**What you will do:**
Quote the rows word for word, starting at the first one and ending at the line that contains "142], [469, 156]]", and leave the pictures out of your answer.

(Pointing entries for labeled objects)
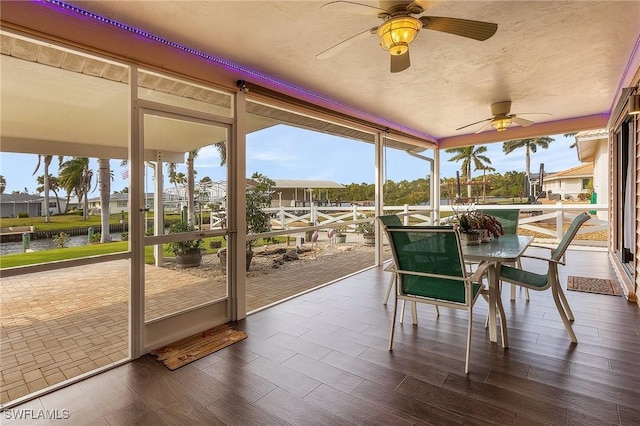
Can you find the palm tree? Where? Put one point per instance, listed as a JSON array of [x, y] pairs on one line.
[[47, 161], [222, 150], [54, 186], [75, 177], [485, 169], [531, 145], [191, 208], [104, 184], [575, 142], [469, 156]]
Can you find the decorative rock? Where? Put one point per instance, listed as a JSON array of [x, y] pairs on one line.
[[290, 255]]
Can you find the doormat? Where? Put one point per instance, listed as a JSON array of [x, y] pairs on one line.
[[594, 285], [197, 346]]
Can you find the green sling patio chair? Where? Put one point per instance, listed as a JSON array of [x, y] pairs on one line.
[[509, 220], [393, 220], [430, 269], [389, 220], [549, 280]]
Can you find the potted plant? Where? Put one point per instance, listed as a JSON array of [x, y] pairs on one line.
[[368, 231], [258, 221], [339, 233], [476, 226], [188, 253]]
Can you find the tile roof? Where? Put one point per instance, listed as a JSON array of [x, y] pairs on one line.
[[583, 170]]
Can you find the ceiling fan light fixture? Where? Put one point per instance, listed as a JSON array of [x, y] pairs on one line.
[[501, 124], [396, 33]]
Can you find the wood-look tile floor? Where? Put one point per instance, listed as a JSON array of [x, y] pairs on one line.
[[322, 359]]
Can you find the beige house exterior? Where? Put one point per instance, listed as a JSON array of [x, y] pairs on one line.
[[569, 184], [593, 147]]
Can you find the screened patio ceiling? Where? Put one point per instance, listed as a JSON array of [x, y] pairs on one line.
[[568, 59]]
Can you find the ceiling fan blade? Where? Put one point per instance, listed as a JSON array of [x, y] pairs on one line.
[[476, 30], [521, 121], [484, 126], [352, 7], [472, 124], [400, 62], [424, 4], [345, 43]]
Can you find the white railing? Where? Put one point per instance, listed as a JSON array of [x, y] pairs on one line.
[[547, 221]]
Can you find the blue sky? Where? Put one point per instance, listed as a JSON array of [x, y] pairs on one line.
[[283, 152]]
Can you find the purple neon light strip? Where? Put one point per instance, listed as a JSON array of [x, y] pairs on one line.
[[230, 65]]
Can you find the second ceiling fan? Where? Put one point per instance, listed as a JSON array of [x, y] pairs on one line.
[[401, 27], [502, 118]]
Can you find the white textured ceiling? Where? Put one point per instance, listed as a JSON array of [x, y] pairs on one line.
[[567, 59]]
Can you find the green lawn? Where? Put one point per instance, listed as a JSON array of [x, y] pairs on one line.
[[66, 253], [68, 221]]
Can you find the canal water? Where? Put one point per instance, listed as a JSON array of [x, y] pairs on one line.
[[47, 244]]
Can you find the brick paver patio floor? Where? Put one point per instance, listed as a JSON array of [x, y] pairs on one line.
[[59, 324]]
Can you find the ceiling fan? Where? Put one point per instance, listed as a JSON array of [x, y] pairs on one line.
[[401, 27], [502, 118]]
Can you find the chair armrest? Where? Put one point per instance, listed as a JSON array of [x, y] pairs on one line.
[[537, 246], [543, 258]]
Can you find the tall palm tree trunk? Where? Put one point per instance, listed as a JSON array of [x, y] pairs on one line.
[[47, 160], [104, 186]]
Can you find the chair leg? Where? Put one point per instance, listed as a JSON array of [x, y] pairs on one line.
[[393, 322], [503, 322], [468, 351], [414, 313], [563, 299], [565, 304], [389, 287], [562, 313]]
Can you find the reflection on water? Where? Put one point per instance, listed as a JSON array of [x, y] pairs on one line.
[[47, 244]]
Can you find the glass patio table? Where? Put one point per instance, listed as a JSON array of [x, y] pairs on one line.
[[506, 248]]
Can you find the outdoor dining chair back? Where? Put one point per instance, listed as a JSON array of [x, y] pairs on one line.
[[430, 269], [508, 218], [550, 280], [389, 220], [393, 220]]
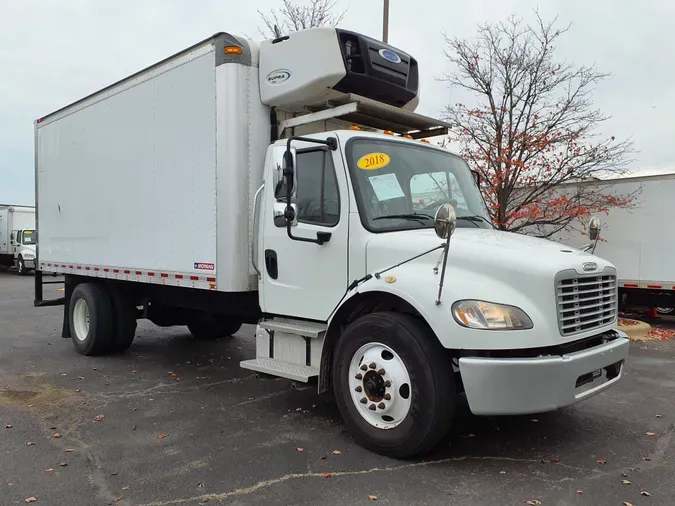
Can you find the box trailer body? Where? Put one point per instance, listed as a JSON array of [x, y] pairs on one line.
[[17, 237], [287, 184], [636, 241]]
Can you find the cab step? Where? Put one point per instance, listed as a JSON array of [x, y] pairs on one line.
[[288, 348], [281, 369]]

**Final result:**
Can you find the palm tree? Where? Put one point per instance, listed as a JSON array of [x, y] pairs on one line.
[[47, 161], [222, 150], [54, 186], [75, 177], [485, 169], [531, 145], [191, 208], [104, 184], [575, 142], [469, 156]]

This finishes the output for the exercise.